● Directions for this task: Will you print the material below without altering a single character?

** start Records shown **

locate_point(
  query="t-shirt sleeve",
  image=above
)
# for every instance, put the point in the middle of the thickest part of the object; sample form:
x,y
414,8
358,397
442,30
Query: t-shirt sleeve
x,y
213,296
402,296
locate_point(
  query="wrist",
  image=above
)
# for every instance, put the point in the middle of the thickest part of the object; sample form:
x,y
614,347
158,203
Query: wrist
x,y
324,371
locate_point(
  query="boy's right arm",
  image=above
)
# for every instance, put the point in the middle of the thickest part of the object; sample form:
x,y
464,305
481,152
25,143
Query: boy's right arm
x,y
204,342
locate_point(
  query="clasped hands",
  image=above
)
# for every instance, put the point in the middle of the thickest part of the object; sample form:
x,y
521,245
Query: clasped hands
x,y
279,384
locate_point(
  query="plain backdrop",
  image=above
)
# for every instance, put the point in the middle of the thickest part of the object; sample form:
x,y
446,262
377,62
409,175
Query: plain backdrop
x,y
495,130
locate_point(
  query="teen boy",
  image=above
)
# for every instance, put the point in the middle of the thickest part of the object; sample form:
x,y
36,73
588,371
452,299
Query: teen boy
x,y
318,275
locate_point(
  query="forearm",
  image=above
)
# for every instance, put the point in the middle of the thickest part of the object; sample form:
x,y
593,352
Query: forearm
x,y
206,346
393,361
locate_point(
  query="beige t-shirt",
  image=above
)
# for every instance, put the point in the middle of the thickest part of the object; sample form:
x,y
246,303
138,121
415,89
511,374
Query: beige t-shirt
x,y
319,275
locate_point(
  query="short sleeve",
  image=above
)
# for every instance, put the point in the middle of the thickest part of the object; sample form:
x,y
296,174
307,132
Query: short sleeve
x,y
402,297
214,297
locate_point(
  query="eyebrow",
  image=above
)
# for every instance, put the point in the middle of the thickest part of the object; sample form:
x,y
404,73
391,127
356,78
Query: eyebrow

** end Records shown **

● Exercise answer:
locate_point(
  query="t-shirt sleeve",
  image=above
)
# for every instance, put the point in the middle of the thickest part of the object; sample form:
x,y
414,8
358,397
442,30
Query: t-shirt sleeve
x,y
213,296
402,296
locate_point(
  query="wrist",
  image=above
)
# for every instance, put the point in the middle of the thickest part of the object; sample form:
x,y
614,347
158,203
Query: wrist
x,y
324,371
locate_point(
  query="boy's right arm",
  image=above
)
# for every instance, put the point in the middle of the thickest part of the object; sample form:
x,y
464,305
481,152
25,143
Query: boy's right arm
x,y
204,342
locate_point(
  query="clasped hands",
  image=above
)
# for every instance, put the point in the middle of the thickest part of the object; sample form:
x,y
521,245
Query: clasped hands
x,y
279,384
locate_point(
  query="plain backdrop",
  image=above
)
# for every instance, put the point in the middle of the thickest part of the object; sample form:
x,y
446,262
377,62
409,175
Query: plain backdrop
x,y
495,130
locate_point(
  query="teen boy",
  image=above
)
# for every instance, put the point in the middle of the thickest part of the object; sample form:
x,y
36,73
588,371
452,299
Query: teen boy
x,y
318,275
locate_point(
  query="forearm",
  image=above
)
# for every instance, put the point in the middle of the thickest part of the object; sample form:
x,y
593,352
Query: forearm
x,y
206,346
393,361
locate_point(
  query="beige t-shirt",
  image=above
)
# for every instance, put the point in the middle of the thickest part of the object; sample form:
x,y
246,303
138,121
415,89
511,374
Query: beige t-shirt
x,y
319,275
locate_point(
  query="short sleeve",
  image=above
)
# for every instance, put the point in the middle of the thickest part of the object; sample form:
x,y
296,174
307,132
Query: short sleeve
x,y
402,297
214,297
locate_point(
  query="eyebrow",
  image=above
)
# for every instance, put the point in the middle of the thickest part of the object; sample form:
x,y
404,73
391,127
356,78
Query: eyebrow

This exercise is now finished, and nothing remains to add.